◆ **TASK SET**
1: According to the account of Xavier's life, in what year was he sent to the Far East?
2: From the account of Xavier's life, reproduce word for word the text between "Xavier left Paris" and "new Christian missions.", inclusive.
3: Carry on the account of Xavier's life from the point where it ends.

#### PROVIDED PASSAGE

After completing studies in Spain at age 19, Xavier was sent to study at the University of Paris. He read philosophy and theology for a career as a professor. He met Ignatius Loyola in Paris and they developed a warm friendship. In 1534 he joined Layola and five of others in the formation of the Society of Jesus.
Xavier left Paris in 1536 to join Layola in Venice, Italy, from where it was intended that they would go to Palestine as missionaries. That trip never materialized . In Venice, Xavier engaged in charitable work among the sick. He was ordained in 1537 and in the next year went to Rome where he participated in the conference which led to the formal recognition of the Society of Jesus by the Pope
In 1542 he was sent to the Far East becoming the first Jesuit missionary. His mission was to strengthen and deepen Christian faith among nascent Christian communities in the Portuguese colonies. He began his ministry in Goa, India where he also established new Christian missions.
Leaving the subcontinent, Xavier traveled extensively in the Far East often under the most deplorable conditions, including extremes of heat and cold, and frequently on his bare feet. His ministry extended to the Island of Ceylon and to other Portuguese colonies in the East indies.
His work, proselytizing native populations opened his ayes to colonial abuses. In letters to his financial patron, King John of Portugal, he protested against the mistreatment of the natives by Portuguese settlers, and admonished against Portugal's part in the slave trade and in the plunder of colonies for their riches.
Conquering the Japanese language, he introduced Christianity to Japan, and not withstanding considerable opposition to his preaching by some of the Japanese leadership, he established a number of Christian communities which grew and survive to this day. His plan to extend his missionary work to mainland China was stopped by his illness and subsequent death on the Island of Sancian, near the coast of China.

########
#### RECORDS

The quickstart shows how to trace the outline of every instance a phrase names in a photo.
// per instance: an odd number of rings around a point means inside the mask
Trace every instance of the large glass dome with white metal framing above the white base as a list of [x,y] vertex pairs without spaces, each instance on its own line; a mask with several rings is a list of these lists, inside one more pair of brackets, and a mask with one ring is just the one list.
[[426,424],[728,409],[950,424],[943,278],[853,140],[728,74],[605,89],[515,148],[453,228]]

########
#### RECORDS

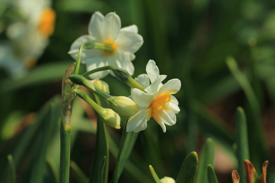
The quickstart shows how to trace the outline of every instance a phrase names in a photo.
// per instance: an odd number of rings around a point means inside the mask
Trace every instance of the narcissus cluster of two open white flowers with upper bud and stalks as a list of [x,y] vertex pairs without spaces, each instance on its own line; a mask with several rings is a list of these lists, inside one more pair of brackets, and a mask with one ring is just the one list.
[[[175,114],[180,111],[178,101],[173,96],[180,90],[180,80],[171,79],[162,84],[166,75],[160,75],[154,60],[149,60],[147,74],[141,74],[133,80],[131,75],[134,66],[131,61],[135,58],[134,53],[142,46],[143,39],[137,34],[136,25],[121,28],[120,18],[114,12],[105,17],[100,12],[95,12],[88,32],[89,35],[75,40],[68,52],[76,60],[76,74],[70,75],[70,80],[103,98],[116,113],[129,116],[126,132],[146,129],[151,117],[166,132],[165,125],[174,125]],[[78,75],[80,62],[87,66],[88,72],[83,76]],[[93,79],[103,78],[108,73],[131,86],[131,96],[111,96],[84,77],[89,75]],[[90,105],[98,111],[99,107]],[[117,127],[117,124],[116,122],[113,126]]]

########

◆ **YOUR WRITTEN ANSWERS**
1: 1542

2:
Xavier left Paris in 1536 to join Layola in Venice, Italy, from where it was intended that they would go to Palestine as missionaries. That trip never materialized . In Venice, Xavier engaged in charitable work among the sick. He was ordained in 1537 and in the next year went to Rome where he participated in the conference which led to the formal recognition of the Society of Jesus by the Pope
In 1542 he was sent to the Far East becoming the first Jesuit missionary. His mission was to strengthen and deepen Christian faith among nascent Christian communities in the Portuguese colonies. He began his ministry in Goa, India where he also established new Christian missions.

3:
Called healer, prophet and miracle worker, Francis Xavier is credited with teaching Catholic catechism to tens of thousands of people, particularly to the young; with deepening and strengthening the understanding of the faith among Christian communities throughout the Far East; and with bringing thousands of people to Christianity in India, Ceylen, the East Indies and Japan, Francis Xavier was beatified in October 1619, canonized in March 1622 and proclaimed patron of all foreign missions on December 3rd of the same year. He his interred in the Basilica Bom Jesus in Goa, India.
St. Francis Xavier Cathedral
As in The Bahamas, St. Francis Xavier serves today as patron to Roman Catholic missions, parish churches, and the dioceses on every continent around the world.
The archipelago comprising The Bahamas includes seventeen sizable islands and hundreds of smaller ones, cays and rocks. They stretch south-eastwardly from within fifty miles of the east coast of Florida, U.S.A., to a similar distance from the eastern end of Cuba.
The total land surface is only 4,400 square miles, but the islands are spread over a vast area on the edge of the Atlantic Ocean. From northwest to south-east, this chain of islands run six hundred miles.
The following outline presents highlights of the growth and development of St. Francis Xavier Church, from the nineteenth century American Catholic Mission in a small British Colony to today's twenty-first century Catholic Cathedral in The Commonwealth of The Bahamas.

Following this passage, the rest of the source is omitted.